Input for this task section start
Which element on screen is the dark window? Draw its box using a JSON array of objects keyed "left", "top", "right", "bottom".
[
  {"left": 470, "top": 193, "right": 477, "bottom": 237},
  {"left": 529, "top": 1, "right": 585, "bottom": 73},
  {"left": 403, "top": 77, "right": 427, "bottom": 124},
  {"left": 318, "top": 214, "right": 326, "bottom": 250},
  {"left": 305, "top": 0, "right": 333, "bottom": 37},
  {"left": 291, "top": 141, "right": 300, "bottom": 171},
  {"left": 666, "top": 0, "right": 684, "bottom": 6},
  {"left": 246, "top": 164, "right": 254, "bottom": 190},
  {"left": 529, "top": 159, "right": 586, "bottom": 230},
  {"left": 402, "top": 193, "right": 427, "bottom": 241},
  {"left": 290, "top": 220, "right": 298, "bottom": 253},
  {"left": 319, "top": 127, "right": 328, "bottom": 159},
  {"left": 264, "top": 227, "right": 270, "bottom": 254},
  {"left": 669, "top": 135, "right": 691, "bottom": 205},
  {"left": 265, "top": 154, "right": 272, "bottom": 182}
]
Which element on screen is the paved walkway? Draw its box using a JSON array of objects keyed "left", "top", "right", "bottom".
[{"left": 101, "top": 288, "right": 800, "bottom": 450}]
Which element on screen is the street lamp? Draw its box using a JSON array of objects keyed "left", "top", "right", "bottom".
Input for this task section end
Could you give every entry again, exactly as written?

Which element on screen is the dark window? Draw its box using a JSON array of objects keyed "left", "top", "right", "bottom".
[
  {"left": 470, "top": 193, "right": 477, "bottom": 237},
  {"left": 529, "top": 1, "right": 585, "bottom": 73},
  {"left": 403, "top": 77, "right": 427, "bottom": 124},
  {"left": 318, "top": 214, "right": 326, "bottom": 250},
  {"left": 305, "top": 0, "right": 333, "bottom": 37},
  {"left": 291, "top": 141, "right": 300, "bottom": 171},
  {"left": 666, "top": 0, "right": 684, "bottom": 6},
  {"left": 246, "top": 164, "right": 254, "bottom": 190},
  {"left": 529, "top": 159, "right": 586, "bottom": 230},
  {"left": 402, "top": 193, "right": 427, "bottom": 241},
  {"left": 290, "top": 220, "right": 298, "bottom": 253},
  {"left": 319, "top": 127, "right": 328, "bottom": 159},
  {"left": 264, "top": 227, "right": 270, "bottom": 254},
  {"left": 669, "top": 135, "right": 691, "bottom": 205},
  {"left": 265, "top": 154, "right": 272, "bottom": 182}
]
Which element on screen is the paved walkway? Draw its box using a JSON array of objects keyed "left", "top", "right", "bottom".
[{"left": 101, "top": 288, "right": 800, "bottom": 450}]
Which element on screen is the street lamp? Draw its box using a JSON array of objects keyed "left", "top", "right", "bottom".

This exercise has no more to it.